**Exercices proposés:**
A - Répondez, s'il vous plaît, aux questions suivantes à partir de l'extrait :
(i) Quel adjectif qualifie le séminaire ?
(ii) De quoi partent les sociologies pragmatiques ?
(iii) Quelles activités permettent aux agents ordinaires de produire et de maintenir un monde commun ?
B - Relevez tous les terrains qui, selon l'extrait, peuvent être étudiés grâce aux modes d'enquête issus du tournant pragmatique.

**Extrait de texte:**
■ ■ ■ ■ ■ ■ ■
Le tournant pragmatique


Ce séminaire résidentiel se propose de revenir sur les apports récents du « tournant pragmatique » en sociologie, ainsi que sur les nouveaux modes de problématisation et d’enquête qu’il permet de déployer dans des terrains aussi divers que les controverses scientifiques, les traitements médiatiques, les expériences religieuses, le travail social, les catégories statistiques ou encore les procès judiciaires. Par-delà leurs différends et leurs différences, les sociologies susceptibles d’être qualifiées de pragmatiques se caractérisent par le même déplacement : il s’agit non pas de partir de l’individu ou de la structure sociale afin de voir, dans un deuxième temps, la manière dont ils pourraient bien s’articuler, se confondre ou s’absorber, mais de partir de l’action elle-même afin de déployer la manière dont le social s’accomplit pratiquement, via les activités d’ajustement, de coordination et de justification qui permettent aux agents ordinaires de produire et de maintenir un monde commun.
■ ■ ■ ■ ■ ■ ■
**Lignes fournies:**
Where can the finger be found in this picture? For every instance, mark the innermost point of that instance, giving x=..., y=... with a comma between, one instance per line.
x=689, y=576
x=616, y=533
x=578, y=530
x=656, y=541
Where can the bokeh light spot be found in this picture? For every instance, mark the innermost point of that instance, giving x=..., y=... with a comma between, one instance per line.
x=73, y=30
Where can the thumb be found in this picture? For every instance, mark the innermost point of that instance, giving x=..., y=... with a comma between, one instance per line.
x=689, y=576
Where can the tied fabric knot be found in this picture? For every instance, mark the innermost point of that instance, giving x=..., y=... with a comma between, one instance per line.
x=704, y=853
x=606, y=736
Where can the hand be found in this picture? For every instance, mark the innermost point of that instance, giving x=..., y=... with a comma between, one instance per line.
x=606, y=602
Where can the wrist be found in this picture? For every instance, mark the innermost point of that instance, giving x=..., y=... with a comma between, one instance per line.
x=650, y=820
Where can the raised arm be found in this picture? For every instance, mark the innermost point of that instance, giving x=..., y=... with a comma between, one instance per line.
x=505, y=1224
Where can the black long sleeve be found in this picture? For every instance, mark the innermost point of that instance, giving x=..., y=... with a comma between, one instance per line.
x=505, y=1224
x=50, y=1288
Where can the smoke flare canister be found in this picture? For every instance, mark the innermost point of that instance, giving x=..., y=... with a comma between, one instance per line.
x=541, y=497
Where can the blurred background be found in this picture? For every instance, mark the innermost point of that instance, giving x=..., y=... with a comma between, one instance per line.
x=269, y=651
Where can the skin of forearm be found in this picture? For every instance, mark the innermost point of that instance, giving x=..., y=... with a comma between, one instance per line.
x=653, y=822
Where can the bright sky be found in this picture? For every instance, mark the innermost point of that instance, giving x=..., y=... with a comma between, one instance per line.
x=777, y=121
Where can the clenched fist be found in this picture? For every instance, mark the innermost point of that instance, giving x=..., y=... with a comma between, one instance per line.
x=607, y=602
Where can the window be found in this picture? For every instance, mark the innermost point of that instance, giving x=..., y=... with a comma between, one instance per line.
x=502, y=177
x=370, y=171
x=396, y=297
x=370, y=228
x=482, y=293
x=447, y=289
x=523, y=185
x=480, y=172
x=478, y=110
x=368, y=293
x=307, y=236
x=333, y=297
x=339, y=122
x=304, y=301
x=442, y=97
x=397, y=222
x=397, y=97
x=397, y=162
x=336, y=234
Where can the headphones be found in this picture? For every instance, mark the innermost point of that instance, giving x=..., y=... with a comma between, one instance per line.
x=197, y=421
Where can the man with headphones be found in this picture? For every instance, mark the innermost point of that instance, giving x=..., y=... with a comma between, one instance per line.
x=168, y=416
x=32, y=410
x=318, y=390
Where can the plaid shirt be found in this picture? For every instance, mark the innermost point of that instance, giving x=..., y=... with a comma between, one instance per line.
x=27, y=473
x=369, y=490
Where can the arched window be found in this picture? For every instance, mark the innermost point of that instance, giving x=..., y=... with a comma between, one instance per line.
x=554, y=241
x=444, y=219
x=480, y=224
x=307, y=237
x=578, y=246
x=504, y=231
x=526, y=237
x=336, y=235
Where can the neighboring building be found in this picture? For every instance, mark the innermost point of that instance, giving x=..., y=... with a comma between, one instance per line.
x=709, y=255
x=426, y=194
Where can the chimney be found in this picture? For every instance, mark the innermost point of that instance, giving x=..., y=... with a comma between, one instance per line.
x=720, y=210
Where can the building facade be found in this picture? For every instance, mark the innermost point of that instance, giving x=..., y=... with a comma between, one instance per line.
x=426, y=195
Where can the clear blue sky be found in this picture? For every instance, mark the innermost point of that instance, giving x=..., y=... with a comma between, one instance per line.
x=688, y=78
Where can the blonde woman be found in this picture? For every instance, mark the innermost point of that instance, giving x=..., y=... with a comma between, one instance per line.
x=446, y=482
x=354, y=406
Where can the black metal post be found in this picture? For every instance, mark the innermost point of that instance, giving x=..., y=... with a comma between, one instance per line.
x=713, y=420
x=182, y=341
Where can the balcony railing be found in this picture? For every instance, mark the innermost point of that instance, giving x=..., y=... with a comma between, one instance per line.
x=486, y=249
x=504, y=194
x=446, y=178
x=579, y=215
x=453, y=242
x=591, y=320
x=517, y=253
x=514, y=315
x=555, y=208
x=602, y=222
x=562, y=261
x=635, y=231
■ ■ ■ ■ ■ ■ ■
**Corrigé des exercices:**
A -
(i) Résidentiel.
(ii) De l'action elle-même.
(iii) Les activités d'ajustement, de coordination et de justification.

B -
- les controverses scientifiques
- les traitements médiatiques
- les expériences religieuses
- le travail social
- les catégories statistiques
- les procès judiciaires